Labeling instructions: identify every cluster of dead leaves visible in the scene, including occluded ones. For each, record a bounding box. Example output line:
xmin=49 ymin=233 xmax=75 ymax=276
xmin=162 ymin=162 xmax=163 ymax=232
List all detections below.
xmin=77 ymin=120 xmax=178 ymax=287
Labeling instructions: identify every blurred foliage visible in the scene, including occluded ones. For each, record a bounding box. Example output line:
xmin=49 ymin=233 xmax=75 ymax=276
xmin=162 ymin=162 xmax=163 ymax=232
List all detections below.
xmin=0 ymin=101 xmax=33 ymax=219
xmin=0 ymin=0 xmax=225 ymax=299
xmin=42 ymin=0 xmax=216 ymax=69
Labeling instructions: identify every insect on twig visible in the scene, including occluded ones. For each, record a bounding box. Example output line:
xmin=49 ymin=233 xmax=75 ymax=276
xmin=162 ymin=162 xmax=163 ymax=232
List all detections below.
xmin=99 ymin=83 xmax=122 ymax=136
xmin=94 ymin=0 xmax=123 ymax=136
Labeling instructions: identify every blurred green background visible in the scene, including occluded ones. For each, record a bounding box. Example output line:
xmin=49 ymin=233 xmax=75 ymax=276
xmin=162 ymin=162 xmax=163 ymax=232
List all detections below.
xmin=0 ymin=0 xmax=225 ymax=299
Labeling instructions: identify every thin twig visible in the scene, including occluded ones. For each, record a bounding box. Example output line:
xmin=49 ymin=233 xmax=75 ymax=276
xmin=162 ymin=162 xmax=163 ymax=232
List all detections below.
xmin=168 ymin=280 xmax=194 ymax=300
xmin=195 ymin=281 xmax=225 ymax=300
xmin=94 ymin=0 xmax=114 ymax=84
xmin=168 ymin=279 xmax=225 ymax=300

• TASK TO CARRY OUT
In the lines above, every record is to be repeated exactly.

• ANSWER BOX
Labeling instructions: identify every cluster of dead leaves visible in the scene, including occluded ones. For each, record a bounding box. Example output line:
xmin=49 ymin=233 xmax=75 ymax=276
xmin=162 ymin=162 xmax=163 ymax=232
List all detections below.
xmin=77 ymin=120 xmax=178 ymax=287
Labeling instructions: identify every blurred foliage visible in the scene, including occluded ones. For each, record a bounding box. Example output line:
xmin=49 ymin=233 xmax=75 ymax=276
xmin=162 ymin=162 xmax=163 ymax=232
List all detections below.
xmin=0 ymin=101 xmax=33 ymax=219
xmin=0 ymin=0 xmax=225 ymax=299
xmin=42 ymin=0 xmax=216 ymax=69
Labeling instructions: identify every insect on twig visible in the scene, including occluded ones. For each, record a bounding box. Example output line:
xmin=49 ymin=233 xmax=75 ymax=276
xmin=162 ymin=162 xmax=163 ymax=232
List all detections below.
xmin=99 ymin=83 xmax=122 ymax=136
xmin=94 ymin=0 xmax=123 ymax=136
Labeling instructions: identify every blurred green background visible in the scene, including occluded ones. For each, record a bounding box. Example output line:
xmin=49 ymin=233 xmax=75 ymax=276
xmin=162 ymin=162 xmax=163 ymax=232
List all detections below.
xmin=0 ymin=0 xmax=225 ymax=299
Labeling instructions: identify every thin twig visible in the scene, including occluded ones. For each, record a bounding box. Example output line:
xmin=49 ymin=233 xmax=75 ymax=276
xmin=162 ymin=162 xmax=163 ymax=232
List all detections below.
xmin=168 ymin=280 xmax=194 ymax=300
xmin=195 ymin=281 xmax=225 ymax=300
xmin=94 ymin=0 xmax=114 ymax=84
xmin=168 ymin=279 xmax=225 ymax=300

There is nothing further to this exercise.